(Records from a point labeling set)
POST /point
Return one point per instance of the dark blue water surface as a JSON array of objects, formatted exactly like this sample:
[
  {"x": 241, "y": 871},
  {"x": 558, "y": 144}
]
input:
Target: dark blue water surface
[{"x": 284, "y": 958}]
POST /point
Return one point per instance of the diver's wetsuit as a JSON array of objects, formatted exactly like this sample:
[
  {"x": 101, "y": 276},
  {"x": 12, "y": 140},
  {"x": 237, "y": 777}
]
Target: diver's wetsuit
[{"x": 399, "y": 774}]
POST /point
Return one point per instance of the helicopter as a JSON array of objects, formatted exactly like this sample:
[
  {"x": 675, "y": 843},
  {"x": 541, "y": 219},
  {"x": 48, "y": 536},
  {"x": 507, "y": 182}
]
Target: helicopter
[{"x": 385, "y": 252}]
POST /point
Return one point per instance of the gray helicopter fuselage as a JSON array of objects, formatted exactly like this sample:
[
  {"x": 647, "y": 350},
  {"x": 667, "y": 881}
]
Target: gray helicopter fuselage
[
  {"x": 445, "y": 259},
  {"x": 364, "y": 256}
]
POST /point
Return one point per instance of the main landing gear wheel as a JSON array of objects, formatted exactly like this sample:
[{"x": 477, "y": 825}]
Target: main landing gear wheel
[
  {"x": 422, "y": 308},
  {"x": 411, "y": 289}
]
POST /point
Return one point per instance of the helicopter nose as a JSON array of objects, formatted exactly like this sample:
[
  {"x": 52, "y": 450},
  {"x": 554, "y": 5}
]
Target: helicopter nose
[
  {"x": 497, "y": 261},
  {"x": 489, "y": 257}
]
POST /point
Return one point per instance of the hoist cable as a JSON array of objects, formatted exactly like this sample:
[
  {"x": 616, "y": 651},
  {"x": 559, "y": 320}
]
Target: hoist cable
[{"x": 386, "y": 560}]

==

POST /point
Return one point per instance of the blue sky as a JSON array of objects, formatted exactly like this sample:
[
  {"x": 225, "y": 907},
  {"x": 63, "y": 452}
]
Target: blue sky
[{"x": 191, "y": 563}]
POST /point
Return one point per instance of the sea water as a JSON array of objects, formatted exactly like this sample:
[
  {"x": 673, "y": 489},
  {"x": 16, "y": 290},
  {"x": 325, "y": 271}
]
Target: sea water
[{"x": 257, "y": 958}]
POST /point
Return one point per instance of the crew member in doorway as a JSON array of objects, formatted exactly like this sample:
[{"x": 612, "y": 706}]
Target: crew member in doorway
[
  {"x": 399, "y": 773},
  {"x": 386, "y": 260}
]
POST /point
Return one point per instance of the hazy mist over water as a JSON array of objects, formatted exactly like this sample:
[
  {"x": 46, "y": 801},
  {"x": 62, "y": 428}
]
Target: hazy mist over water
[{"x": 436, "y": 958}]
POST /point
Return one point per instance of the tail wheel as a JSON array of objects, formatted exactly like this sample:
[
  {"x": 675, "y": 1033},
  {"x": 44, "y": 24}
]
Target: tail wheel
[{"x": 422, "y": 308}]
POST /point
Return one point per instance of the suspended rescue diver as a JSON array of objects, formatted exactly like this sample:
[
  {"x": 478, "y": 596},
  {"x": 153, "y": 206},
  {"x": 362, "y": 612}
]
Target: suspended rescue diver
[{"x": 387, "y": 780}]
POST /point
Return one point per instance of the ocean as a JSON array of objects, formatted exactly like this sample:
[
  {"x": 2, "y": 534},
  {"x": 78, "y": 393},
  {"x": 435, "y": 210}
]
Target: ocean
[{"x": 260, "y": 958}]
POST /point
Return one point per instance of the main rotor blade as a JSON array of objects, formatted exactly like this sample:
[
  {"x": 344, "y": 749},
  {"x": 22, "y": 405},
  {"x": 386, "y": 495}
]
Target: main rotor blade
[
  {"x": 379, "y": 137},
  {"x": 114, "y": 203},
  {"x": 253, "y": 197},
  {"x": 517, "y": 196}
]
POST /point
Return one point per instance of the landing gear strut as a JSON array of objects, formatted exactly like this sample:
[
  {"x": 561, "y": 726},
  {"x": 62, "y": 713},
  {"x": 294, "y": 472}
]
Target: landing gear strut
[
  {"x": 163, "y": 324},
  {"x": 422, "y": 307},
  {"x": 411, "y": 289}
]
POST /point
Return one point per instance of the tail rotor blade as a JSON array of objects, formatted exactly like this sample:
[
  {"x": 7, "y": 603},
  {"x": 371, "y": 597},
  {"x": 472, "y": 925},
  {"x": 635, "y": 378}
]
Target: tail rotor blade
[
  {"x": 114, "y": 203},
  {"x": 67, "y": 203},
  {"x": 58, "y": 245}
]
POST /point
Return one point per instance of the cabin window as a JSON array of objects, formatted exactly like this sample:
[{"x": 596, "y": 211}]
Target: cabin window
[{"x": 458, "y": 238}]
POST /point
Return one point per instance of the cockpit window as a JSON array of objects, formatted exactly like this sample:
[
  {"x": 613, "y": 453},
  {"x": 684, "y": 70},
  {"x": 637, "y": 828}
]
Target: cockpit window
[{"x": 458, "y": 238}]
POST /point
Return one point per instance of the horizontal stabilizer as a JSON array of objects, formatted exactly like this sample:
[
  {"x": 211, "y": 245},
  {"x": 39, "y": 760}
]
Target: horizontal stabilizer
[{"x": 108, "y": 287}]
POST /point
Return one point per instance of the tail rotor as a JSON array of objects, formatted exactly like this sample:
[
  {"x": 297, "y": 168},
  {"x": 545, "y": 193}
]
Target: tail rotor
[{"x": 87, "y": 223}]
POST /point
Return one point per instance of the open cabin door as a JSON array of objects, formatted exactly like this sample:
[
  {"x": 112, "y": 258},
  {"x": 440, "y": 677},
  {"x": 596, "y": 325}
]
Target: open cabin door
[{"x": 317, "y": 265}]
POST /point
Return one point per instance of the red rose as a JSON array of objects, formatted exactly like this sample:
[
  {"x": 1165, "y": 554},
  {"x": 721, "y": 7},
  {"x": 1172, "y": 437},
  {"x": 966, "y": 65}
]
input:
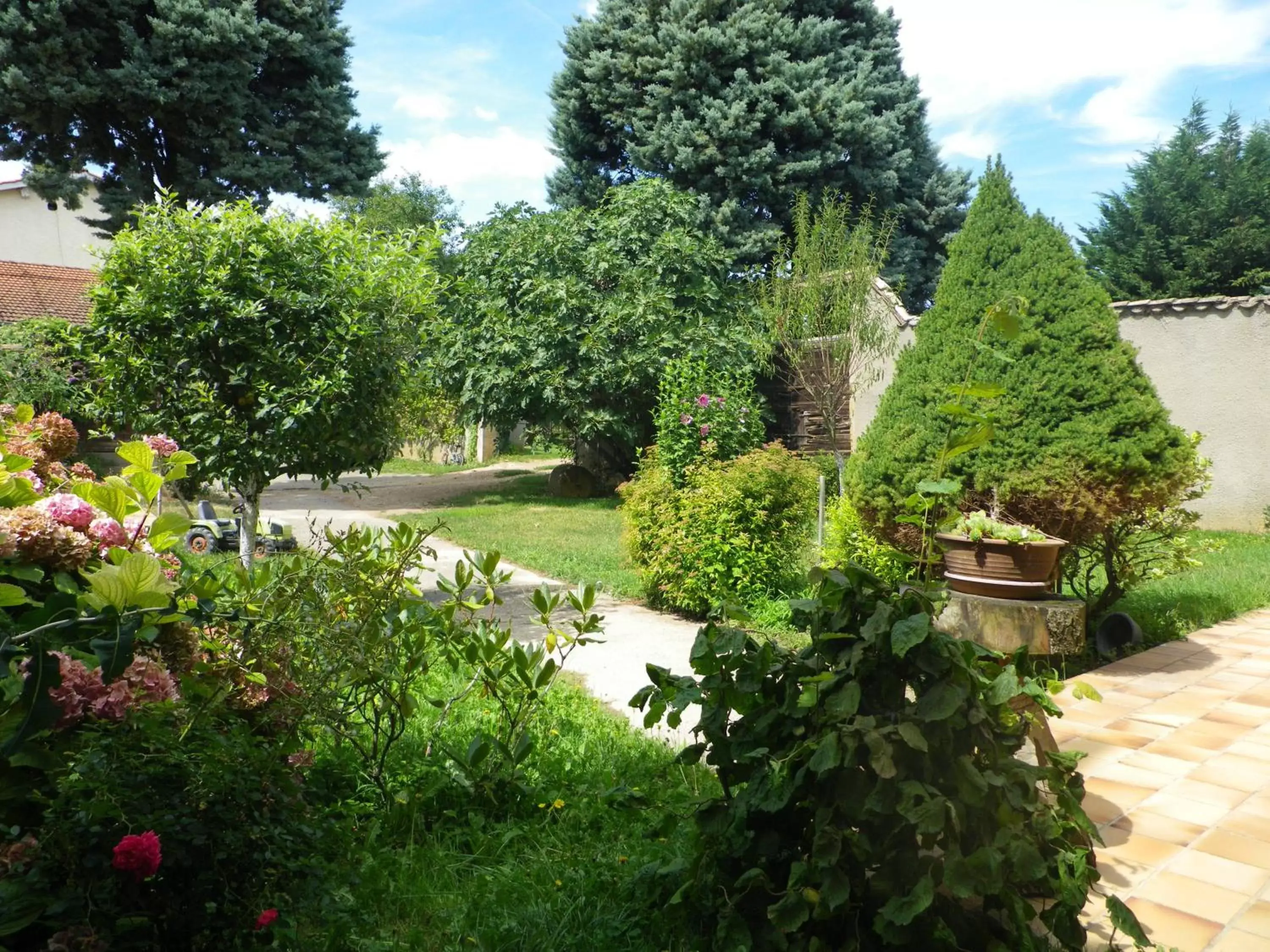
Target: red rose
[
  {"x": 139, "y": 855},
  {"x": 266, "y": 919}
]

Required work:
Find each line above that contains the word "ocean" and copy all of those lines.

Exercise solution:
Return one point per instance of the ocean as a JSON array of objects, formatted exactly like this sample:
Target: ocean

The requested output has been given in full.